Set problem
In the rows below, how many lines contain the word "position"? Reply with the number alone.

Records for the task
.....

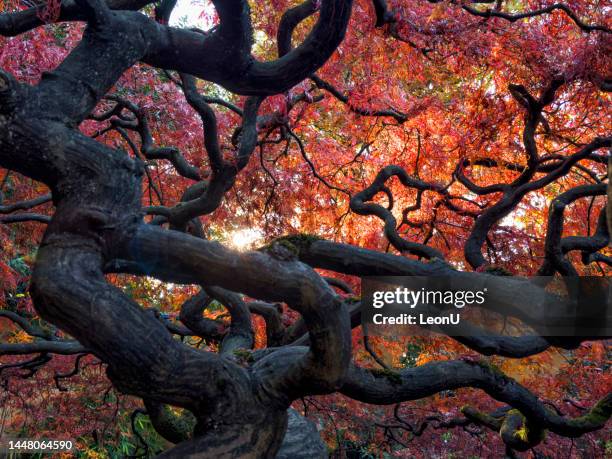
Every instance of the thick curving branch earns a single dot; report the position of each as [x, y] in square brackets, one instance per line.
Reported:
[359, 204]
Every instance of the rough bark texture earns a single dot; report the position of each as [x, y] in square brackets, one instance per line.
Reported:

.....

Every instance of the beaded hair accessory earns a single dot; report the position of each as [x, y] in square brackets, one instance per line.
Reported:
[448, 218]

.....

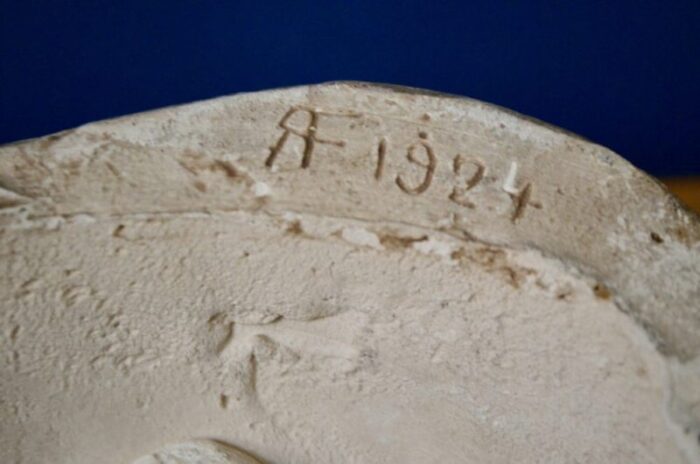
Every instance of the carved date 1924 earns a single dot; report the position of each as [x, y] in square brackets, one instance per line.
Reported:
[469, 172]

.....

Correct result
4